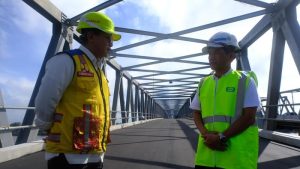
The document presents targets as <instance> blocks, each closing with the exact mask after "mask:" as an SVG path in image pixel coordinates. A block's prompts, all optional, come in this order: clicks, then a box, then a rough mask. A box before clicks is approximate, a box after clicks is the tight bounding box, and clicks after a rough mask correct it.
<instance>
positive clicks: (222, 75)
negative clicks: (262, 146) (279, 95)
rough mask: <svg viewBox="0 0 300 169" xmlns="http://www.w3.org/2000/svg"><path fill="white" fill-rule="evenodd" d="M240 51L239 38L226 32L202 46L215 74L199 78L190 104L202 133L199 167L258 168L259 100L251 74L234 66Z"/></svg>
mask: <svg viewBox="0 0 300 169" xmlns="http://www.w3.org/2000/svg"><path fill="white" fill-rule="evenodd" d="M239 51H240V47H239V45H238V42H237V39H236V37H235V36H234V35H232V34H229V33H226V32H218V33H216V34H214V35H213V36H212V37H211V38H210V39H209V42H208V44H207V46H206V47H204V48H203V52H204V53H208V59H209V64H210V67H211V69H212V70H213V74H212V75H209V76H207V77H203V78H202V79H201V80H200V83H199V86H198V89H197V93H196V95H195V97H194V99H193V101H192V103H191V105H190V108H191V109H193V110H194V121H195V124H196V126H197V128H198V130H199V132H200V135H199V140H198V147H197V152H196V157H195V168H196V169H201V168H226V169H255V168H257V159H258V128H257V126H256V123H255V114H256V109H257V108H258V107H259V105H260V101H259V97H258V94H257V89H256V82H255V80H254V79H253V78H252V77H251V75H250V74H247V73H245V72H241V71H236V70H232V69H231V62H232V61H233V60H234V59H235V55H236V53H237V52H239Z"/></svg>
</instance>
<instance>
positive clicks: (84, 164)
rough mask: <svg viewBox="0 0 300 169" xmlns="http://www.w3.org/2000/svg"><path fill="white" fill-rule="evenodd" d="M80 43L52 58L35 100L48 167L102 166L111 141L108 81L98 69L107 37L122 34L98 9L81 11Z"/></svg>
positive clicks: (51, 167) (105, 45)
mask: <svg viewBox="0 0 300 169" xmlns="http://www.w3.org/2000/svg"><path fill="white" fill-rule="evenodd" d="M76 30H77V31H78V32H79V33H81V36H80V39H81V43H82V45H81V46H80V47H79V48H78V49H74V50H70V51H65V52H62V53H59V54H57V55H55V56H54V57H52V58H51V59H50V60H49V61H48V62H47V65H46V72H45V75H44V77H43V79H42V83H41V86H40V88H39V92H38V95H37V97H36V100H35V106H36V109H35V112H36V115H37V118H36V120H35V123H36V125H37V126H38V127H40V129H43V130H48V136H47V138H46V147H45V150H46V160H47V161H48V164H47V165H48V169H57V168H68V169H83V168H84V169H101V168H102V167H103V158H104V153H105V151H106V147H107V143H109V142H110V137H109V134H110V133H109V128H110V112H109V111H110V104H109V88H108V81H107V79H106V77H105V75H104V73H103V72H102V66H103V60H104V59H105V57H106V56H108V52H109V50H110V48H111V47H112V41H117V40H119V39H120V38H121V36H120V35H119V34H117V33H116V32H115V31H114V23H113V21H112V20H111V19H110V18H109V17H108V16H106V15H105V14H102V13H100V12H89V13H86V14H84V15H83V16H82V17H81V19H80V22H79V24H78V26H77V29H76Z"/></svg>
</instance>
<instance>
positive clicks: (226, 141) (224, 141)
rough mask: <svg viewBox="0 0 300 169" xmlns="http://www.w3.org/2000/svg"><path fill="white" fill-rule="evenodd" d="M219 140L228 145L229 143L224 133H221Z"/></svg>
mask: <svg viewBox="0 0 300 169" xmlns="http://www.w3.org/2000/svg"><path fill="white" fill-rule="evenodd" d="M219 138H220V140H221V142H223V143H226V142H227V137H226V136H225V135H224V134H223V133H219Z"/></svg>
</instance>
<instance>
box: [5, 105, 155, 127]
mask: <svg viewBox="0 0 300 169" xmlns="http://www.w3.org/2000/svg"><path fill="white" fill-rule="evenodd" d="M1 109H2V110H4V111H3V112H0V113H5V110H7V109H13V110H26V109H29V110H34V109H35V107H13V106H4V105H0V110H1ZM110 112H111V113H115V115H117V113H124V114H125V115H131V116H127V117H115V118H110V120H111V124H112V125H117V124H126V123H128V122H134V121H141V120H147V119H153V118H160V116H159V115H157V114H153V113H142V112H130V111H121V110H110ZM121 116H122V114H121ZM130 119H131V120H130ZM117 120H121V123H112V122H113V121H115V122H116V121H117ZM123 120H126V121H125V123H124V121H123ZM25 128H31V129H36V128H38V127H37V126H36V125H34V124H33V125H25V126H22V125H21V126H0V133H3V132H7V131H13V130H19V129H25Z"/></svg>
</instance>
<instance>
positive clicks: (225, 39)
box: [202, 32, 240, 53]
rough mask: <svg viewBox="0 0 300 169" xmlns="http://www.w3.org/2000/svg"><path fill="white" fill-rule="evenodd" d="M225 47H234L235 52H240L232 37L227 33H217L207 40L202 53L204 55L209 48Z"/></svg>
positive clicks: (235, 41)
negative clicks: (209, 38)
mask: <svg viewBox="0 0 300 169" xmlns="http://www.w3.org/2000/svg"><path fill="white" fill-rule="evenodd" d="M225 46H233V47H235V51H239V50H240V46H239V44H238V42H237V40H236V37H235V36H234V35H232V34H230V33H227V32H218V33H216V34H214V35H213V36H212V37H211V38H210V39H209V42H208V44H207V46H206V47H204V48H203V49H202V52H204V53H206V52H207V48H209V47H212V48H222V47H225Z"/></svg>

++++++++

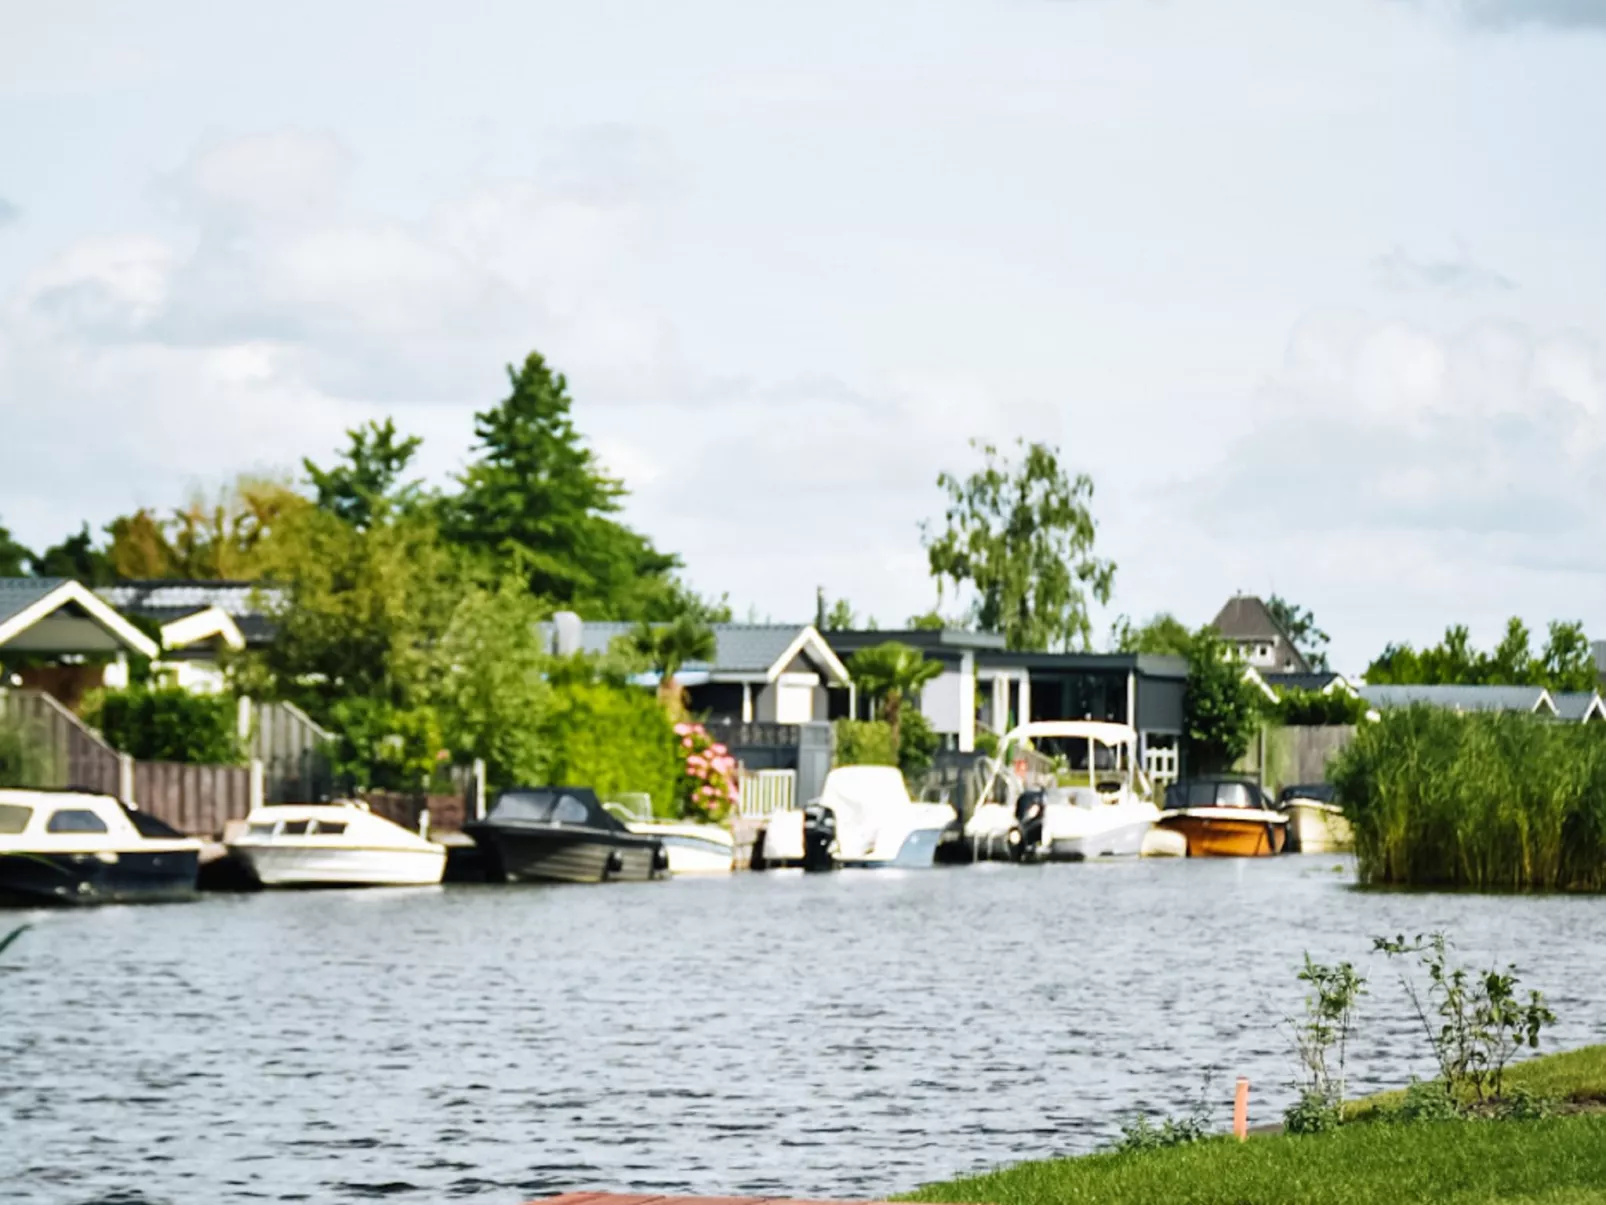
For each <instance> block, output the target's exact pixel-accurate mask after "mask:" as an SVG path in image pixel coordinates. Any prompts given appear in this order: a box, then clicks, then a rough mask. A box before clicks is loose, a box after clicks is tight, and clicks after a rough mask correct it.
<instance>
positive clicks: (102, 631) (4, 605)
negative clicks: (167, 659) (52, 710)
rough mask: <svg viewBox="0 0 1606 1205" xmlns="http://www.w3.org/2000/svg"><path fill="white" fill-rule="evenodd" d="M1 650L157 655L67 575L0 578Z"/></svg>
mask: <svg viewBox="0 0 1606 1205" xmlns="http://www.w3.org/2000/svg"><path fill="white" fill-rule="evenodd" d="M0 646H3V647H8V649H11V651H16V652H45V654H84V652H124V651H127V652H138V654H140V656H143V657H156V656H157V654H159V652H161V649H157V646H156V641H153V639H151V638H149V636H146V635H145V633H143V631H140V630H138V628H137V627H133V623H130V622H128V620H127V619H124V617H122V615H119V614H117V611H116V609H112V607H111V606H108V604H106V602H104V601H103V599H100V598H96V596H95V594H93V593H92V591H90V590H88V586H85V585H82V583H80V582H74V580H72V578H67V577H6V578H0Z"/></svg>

++++++++

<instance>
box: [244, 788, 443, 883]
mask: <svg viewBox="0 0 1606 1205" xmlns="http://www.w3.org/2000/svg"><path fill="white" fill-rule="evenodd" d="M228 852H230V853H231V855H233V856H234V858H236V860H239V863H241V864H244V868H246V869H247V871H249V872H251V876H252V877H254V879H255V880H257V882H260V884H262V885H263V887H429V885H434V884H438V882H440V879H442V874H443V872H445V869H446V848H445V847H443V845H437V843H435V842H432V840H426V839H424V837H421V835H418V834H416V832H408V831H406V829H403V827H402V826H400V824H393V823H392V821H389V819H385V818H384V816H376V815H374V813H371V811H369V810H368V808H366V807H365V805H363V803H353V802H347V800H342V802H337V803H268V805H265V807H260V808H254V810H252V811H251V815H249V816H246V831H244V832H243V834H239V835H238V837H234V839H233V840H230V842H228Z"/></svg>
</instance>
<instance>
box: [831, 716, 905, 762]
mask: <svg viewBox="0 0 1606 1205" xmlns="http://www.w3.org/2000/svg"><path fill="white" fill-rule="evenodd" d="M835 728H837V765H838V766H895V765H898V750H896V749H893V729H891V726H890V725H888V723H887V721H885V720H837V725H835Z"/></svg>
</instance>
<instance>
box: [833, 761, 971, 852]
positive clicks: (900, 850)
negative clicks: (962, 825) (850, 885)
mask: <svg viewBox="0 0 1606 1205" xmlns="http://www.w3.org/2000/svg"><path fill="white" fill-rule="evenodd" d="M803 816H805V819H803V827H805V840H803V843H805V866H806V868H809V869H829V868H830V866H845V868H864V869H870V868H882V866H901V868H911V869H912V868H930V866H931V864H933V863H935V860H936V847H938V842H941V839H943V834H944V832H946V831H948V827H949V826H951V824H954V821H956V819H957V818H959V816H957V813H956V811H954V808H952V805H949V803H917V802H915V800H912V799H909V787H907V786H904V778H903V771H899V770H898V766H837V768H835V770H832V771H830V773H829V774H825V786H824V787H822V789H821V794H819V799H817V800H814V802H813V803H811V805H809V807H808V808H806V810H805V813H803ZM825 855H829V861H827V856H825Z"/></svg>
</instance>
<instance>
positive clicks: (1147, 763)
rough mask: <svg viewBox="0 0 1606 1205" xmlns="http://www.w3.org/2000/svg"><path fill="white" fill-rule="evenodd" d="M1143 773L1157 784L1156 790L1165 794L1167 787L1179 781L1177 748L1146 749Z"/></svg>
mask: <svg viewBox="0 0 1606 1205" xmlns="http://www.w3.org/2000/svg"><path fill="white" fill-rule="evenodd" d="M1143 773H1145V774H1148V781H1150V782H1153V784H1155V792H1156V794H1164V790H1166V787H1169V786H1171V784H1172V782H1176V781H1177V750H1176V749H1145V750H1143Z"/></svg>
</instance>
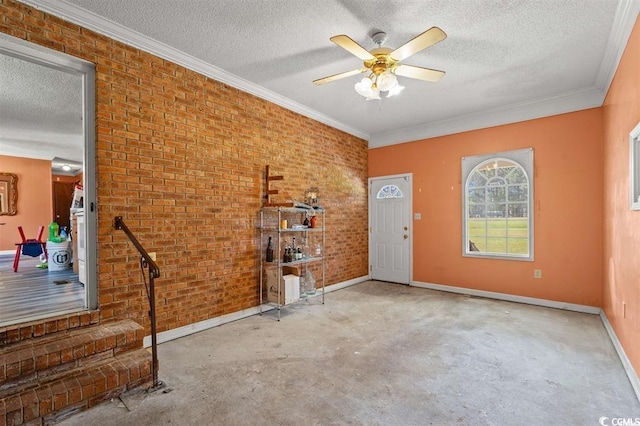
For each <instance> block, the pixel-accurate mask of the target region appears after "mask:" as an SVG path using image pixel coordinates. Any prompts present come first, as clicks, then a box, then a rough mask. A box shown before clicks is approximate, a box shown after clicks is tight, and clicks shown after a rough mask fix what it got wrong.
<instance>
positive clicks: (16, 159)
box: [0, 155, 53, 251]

++++++++

DIRECTIVE:
Count the lines in the rows above that contain the string "approximate". Reply with the number alone.

RESPONSE TO THE EXERCISE:
2